(Collected data)
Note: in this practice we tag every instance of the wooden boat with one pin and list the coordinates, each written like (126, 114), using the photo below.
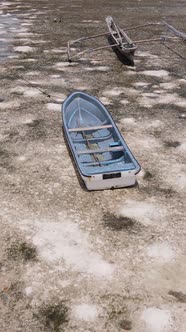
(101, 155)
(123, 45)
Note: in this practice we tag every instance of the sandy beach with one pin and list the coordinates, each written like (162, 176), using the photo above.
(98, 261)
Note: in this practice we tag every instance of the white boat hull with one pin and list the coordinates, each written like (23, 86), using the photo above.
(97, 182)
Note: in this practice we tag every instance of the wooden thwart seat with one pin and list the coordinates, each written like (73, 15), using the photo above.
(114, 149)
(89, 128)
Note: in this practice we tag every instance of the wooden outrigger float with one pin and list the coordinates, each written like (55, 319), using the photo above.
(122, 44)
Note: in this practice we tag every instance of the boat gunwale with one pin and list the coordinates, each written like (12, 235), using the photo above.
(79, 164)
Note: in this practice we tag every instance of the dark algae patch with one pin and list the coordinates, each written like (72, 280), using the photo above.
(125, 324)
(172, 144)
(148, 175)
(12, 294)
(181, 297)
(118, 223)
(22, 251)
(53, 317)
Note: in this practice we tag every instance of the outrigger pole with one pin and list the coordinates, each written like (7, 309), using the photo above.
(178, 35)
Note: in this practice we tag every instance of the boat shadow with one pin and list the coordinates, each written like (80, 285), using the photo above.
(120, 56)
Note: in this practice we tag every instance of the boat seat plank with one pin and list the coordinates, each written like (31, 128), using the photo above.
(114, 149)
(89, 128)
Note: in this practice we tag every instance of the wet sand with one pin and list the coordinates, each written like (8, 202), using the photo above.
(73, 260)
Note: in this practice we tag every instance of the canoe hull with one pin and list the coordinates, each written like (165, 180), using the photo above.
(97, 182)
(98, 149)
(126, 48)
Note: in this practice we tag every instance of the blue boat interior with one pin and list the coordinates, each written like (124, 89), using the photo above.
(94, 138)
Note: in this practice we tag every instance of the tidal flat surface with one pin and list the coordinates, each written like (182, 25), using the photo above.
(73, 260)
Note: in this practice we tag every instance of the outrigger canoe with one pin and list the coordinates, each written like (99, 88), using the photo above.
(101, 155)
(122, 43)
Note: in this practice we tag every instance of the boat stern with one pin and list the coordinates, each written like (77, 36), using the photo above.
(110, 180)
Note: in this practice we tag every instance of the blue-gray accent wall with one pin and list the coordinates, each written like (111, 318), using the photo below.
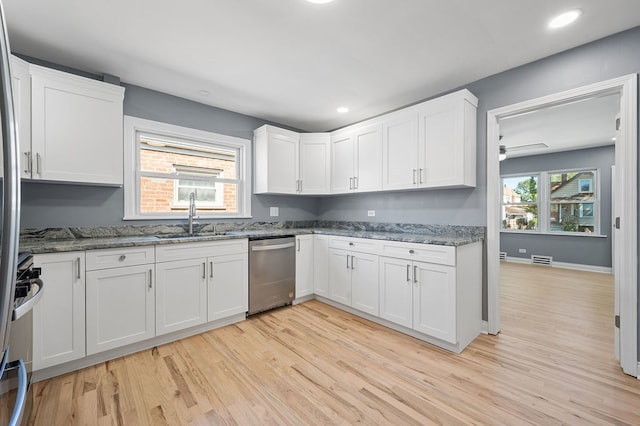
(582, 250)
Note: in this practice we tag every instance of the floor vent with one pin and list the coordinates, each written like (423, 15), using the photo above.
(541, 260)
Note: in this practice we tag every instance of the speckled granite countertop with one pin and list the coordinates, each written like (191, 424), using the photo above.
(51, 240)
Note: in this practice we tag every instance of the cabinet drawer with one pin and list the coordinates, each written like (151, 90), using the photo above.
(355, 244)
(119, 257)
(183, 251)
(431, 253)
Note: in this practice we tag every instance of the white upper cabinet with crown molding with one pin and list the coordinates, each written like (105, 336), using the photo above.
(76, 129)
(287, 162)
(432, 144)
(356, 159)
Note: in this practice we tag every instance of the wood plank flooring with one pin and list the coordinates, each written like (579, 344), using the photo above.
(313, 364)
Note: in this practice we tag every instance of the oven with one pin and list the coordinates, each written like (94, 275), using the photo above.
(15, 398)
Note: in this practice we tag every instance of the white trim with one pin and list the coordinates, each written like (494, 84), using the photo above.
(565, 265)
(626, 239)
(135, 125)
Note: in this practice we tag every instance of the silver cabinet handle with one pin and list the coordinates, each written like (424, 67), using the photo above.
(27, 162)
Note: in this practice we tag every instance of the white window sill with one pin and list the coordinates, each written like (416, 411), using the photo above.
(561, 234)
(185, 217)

## STATED GOAL
Rewrite every line from the one containing "411), using the photo above." through the last line, shifting each coordinate in the answers by adding 8 to both of its numbers.

## EXERCISE OUTPUT
Note: in this practice we tag every instance of the white window sill with one pin and list the coordinates, each written like (416, 411), using the photo above.
(569, 242)
(193, 225)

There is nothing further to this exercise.